▶ **Job**
Reproduce word for word the stretch of lines from the one containing "In this picture, where can the gauge bezel" through the last line, and nothing else.

▶ **Material shown**
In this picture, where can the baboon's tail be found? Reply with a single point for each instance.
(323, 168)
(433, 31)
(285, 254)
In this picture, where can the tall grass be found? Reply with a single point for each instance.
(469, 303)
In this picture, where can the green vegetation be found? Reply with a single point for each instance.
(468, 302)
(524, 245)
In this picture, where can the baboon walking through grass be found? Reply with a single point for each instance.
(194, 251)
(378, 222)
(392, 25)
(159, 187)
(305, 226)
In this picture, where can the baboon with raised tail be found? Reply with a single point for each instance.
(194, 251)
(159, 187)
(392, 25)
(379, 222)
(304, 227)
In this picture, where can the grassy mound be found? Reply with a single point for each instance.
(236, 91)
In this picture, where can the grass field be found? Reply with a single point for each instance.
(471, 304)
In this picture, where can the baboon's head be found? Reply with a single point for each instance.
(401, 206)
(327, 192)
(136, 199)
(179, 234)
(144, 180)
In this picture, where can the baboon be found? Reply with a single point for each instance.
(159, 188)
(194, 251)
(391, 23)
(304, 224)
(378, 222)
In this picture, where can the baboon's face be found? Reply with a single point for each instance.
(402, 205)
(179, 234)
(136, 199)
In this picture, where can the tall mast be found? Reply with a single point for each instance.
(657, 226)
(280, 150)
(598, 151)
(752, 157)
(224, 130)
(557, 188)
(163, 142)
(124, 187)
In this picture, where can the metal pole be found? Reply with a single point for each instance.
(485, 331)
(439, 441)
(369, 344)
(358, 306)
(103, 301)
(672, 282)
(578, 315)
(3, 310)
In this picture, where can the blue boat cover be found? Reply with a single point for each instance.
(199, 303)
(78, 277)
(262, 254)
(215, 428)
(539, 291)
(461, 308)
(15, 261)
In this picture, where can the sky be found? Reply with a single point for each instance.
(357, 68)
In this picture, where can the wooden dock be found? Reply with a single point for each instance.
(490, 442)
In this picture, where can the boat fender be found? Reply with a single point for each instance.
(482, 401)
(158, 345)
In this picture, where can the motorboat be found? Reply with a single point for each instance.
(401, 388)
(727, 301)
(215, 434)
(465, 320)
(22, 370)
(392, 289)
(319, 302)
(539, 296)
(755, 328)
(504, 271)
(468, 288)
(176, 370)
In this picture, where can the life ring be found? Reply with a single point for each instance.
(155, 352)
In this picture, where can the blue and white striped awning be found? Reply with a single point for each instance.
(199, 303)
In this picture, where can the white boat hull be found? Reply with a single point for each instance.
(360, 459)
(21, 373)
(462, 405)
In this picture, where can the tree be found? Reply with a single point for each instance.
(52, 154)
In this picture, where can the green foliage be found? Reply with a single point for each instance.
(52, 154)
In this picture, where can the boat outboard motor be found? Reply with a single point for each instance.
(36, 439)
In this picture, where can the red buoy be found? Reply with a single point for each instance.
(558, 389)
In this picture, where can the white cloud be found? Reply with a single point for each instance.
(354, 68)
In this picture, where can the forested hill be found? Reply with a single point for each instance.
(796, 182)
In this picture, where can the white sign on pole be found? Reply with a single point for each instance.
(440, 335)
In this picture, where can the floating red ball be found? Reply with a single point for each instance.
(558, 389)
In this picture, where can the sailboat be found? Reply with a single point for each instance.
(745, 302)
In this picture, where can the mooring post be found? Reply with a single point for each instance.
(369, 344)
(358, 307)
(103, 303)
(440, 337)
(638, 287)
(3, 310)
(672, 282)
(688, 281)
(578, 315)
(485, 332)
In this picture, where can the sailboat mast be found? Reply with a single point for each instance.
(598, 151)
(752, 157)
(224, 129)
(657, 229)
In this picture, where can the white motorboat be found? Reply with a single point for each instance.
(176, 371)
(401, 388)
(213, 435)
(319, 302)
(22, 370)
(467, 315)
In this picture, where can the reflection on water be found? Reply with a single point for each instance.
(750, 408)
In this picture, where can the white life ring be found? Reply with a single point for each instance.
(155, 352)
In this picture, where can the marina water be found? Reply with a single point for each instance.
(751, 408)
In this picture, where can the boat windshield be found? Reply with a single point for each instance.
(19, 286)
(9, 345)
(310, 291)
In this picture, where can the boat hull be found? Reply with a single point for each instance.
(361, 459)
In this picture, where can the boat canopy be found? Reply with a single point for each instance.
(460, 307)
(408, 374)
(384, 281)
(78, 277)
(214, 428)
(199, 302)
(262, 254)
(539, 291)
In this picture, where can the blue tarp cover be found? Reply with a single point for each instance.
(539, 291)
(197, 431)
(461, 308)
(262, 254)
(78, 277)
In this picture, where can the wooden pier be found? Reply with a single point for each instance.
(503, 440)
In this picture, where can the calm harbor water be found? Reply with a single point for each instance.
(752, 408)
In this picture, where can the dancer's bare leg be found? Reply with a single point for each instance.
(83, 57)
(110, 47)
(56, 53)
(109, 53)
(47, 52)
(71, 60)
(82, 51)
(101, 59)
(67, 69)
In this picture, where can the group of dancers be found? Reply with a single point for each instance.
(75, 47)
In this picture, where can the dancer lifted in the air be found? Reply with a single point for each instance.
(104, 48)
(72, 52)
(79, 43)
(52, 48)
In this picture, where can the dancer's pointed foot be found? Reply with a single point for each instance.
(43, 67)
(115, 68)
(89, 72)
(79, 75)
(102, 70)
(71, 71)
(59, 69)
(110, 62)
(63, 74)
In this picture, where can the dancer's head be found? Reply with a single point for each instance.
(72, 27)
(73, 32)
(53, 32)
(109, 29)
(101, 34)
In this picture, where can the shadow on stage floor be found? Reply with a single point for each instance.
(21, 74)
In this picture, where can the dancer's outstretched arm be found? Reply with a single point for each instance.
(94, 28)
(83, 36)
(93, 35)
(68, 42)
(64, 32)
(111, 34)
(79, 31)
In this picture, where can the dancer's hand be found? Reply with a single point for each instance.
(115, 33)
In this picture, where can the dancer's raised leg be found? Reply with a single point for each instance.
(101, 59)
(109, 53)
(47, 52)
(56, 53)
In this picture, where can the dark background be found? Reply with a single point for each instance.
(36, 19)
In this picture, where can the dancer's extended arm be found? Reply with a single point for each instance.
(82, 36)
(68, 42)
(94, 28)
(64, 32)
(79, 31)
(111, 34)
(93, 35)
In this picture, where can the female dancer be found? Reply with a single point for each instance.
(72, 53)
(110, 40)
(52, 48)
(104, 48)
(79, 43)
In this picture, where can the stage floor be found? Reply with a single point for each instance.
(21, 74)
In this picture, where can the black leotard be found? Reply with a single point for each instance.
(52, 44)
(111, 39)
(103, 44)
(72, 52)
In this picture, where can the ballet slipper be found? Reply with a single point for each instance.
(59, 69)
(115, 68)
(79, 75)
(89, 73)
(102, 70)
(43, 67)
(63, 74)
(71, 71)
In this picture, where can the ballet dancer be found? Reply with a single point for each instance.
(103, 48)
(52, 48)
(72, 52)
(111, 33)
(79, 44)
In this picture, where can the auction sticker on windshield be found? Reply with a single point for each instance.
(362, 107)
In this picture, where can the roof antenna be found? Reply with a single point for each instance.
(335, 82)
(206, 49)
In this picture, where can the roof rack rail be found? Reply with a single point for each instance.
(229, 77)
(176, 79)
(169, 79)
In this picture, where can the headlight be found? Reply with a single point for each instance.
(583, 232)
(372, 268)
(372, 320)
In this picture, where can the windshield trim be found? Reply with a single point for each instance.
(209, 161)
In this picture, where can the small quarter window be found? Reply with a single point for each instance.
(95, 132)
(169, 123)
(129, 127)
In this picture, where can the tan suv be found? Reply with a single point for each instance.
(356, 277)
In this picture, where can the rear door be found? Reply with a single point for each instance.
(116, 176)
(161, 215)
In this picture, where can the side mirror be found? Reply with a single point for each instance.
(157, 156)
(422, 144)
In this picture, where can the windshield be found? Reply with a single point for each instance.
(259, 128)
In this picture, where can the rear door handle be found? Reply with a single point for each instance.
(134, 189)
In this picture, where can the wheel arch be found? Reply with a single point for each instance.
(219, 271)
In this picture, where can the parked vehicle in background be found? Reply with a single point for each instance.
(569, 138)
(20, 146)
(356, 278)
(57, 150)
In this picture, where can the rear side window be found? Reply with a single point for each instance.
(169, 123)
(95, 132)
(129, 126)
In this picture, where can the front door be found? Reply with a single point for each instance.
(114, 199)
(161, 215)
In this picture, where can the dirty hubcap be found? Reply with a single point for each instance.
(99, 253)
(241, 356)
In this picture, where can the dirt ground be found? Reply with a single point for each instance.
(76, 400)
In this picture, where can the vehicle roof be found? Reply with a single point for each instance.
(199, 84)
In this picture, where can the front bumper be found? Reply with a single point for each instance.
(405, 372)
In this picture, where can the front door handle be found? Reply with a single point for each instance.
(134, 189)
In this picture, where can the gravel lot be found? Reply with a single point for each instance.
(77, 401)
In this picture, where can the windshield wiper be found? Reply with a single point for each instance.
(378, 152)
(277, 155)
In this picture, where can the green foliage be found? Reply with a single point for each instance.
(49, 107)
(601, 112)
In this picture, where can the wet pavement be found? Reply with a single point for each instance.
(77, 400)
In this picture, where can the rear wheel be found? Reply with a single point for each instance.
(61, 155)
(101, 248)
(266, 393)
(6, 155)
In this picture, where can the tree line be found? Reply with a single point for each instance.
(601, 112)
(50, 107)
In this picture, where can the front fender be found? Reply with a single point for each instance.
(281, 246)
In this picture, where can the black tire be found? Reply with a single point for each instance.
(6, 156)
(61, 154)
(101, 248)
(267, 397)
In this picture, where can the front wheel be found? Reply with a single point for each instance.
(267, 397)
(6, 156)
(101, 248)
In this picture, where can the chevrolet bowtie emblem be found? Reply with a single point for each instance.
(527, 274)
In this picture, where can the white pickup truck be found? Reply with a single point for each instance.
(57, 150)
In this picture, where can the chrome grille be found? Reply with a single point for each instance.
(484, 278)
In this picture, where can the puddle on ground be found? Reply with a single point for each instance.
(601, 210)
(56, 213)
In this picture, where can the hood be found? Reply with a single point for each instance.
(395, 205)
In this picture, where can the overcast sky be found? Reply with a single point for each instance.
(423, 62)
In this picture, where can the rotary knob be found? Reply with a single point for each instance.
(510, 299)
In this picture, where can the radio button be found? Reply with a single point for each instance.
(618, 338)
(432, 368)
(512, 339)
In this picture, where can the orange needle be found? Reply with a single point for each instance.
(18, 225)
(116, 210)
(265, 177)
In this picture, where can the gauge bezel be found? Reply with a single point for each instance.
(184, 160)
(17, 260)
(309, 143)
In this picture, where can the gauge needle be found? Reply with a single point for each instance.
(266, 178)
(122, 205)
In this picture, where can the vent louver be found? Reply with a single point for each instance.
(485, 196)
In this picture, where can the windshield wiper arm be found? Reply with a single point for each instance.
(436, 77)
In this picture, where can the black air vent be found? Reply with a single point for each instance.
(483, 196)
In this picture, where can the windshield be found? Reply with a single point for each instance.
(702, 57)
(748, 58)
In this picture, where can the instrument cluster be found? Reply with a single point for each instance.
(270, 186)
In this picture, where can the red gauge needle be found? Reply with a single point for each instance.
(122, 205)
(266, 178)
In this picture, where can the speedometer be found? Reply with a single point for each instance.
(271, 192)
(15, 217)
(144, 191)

▶ **Answer to this exercise**
In this picture, where can the gauge bezel be found? Reply with a single point for each instance.
(184, 160)
(17, 260)
(309, 143)
In this picture, where can the gauge needle be found? Reply with a single point for each instance.
(266, 178)
(122, 205)
In this picture, where can the vent louver be found? Reply with a single point for each instance.
(485, 196)
In this picture, where can the windshield wiper arm be found? Reply with a single point for each instance.
(436, 77)
In this picture, where can the black air vent be found? Reply with a single point for each instance.
(483, 196)
In this picture, where can the windshield be found? Reply with a single point for each instance.
(702, 57)
(748, 58)
In this picture, where can the instrument cluster be found? Reply with a single point for each instance.
(270, 186)
In this picture, where can the red gauge needle be found? Reply with a single point for each instance.
(122, 205)
(266, 178)
In this picture, where can the speedometer be found? Reply with a single point for each instance.
(271, 192)
(15, 217)
(144, 191)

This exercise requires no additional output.